Stored data entries:
________________
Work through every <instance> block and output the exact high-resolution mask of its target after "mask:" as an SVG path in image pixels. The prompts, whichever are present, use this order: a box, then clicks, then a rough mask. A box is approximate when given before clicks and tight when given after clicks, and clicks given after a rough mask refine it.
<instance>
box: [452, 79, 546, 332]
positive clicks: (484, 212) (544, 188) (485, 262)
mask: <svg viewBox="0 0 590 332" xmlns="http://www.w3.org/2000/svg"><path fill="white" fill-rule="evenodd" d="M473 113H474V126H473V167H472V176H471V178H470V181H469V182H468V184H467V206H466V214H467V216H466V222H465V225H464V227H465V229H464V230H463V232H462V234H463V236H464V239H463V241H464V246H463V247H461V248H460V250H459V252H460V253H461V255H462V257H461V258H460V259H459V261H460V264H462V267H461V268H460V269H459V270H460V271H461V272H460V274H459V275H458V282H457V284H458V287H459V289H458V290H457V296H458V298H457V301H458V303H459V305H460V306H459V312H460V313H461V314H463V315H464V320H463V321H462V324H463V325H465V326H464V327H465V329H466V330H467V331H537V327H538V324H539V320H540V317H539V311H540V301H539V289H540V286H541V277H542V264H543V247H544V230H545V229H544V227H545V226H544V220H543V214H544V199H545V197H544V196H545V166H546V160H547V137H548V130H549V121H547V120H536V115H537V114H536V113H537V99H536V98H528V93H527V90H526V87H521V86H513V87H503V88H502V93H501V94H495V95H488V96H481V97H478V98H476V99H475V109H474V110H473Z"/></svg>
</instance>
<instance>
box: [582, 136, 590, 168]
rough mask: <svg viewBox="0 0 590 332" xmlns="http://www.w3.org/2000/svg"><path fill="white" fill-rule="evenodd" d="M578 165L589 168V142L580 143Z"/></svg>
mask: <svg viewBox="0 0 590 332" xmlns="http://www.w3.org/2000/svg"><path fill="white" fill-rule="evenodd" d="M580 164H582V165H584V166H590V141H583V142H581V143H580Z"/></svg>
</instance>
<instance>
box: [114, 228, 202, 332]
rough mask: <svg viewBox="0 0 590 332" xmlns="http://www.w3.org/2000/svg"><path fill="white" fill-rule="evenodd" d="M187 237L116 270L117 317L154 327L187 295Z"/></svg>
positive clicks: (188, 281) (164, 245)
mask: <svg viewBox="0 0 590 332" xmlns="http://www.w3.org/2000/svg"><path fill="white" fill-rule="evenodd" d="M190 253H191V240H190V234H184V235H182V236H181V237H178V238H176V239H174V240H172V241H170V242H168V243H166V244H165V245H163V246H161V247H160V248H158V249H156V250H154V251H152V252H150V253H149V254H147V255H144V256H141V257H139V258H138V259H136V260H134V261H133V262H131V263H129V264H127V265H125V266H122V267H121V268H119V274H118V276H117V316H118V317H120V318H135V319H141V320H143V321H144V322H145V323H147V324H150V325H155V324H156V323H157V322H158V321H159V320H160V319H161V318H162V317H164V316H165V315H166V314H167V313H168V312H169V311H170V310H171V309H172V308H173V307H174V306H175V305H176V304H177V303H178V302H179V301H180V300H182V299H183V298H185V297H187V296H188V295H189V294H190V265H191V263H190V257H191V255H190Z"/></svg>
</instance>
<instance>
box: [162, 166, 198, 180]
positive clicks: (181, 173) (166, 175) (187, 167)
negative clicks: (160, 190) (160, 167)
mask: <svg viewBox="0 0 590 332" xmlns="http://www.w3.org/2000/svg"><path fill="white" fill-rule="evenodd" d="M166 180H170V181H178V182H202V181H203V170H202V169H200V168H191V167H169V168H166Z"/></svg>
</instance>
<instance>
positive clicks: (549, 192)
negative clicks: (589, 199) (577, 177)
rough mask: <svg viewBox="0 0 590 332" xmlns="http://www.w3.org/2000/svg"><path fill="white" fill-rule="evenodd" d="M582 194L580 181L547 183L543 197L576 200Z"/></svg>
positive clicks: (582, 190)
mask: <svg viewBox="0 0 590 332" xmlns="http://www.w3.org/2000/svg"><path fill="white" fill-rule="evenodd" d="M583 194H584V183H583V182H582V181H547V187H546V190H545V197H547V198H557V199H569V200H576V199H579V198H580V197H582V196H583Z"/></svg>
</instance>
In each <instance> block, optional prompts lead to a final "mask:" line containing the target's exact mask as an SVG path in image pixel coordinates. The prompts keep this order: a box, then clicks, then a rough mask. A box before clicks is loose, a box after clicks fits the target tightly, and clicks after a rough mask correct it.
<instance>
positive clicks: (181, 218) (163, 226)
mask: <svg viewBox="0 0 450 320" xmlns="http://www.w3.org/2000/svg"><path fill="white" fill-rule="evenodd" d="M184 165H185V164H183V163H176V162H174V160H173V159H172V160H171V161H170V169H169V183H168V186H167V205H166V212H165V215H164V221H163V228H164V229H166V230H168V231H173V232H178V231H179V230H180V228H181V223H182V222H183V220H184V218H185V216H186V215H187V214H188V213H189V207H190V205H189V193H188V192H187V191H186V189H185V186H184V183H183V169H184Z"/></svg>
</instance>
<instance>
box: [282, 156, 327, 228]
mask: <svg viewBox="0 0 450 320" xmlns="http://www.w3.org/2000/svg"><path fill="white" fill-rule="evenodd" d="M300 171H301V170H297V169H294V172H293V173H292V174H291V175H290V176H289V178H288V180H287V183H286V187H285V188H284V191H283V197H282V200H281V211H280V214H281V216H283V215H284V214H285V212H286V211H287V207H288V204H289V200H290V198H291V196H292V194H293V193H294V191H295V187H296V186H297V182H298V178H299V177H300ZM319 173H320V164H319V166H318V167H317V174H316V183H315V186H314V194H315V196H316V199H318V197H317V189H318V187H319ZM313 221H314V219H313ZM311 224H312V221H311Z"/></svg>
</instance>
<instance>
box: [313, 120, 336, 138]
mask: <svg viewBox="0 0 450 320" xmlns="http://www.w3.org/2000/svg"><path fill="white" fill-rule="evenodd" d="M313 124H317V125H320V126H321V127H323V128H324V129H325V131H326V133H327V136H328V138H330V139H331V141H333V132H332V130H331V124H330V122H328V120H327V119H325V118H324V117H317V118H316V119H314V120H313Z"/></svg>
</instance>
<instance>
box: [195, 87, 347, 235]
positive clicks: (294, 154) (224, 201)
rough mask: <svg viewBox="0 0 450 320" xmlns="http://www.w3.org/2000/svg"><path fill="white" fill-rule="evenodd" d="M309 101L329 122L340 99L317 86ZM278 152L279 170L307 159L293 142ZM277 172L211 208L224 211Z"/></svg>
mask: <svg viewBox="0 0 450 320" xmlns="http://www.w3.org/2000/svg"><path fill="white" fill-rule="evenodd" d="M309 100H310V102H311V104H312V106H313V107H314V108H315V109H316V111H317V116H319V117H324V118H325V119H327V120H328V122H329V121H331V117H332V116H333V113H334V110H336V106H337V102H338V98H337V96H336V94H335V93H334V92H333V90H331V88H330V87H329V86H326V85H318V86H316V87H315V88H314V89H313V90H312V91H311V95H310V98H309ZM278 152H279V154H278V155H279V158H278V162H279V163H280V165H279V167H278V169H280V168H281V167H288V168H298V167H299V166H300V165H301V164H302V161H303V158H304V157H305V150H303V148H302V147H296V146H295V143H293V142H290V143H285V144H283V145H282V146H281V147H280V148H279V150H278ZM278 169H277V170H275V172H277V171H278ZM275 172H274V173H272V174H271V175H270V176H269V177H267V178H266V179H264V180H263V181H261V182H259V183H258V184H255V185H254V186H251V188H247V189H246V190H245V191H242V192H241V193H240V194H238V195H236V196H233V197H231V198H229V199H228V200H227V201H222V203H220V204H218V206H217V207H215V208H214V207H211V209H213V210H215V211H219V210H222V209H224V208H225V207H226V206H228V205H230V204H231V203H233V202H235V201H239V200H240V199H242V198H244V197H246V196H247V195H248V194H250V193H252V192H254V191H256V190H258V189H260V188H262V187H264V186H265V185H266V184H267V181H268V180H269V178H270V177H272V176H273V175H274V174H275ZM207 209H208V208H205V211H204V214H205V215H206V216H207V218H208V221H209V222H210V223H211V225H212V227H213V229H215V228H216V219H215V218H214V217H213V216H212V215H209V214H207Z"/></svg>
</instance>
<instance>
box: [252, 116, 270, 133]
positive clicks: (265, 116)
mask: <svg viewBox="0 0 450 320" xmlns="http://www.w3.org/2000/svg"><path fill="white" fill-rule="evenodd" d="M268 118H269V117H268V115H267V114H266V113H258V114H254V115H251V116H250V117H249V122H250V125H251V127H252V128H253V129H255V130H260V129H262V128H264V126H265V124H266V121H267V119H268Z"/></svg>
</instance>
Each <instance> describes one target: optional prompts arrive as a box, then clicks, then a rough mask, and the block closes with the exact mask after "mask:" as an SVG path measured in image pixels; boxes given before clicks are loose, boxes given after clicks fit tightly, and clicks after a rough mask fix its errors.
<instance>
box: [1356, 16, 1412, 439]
________________
Your assignment: If a line of the records includes the string "order", copy it out.

Answer for this exercise:
Work through every <instance> block and output the exact high-resolution mask of its target after "mask:" as an SVG path in image pixels. The prompts, whichever are present, use this order: a box, then clicks, then a rough mask. A box is approximate when given before clicks and tight when given after clicks, and clicks given after a rough mask refine it.
In each <instance> block, optional prompts lead to a final "mask:" line containing the target's exact mask as an SVG path in image pixel coordinates. The prompts keep this order: a box, then clicks, then a rough mask. A box before clicks is loose, a box after clicks fits the target tightly, and clicks after a rough mask correct it.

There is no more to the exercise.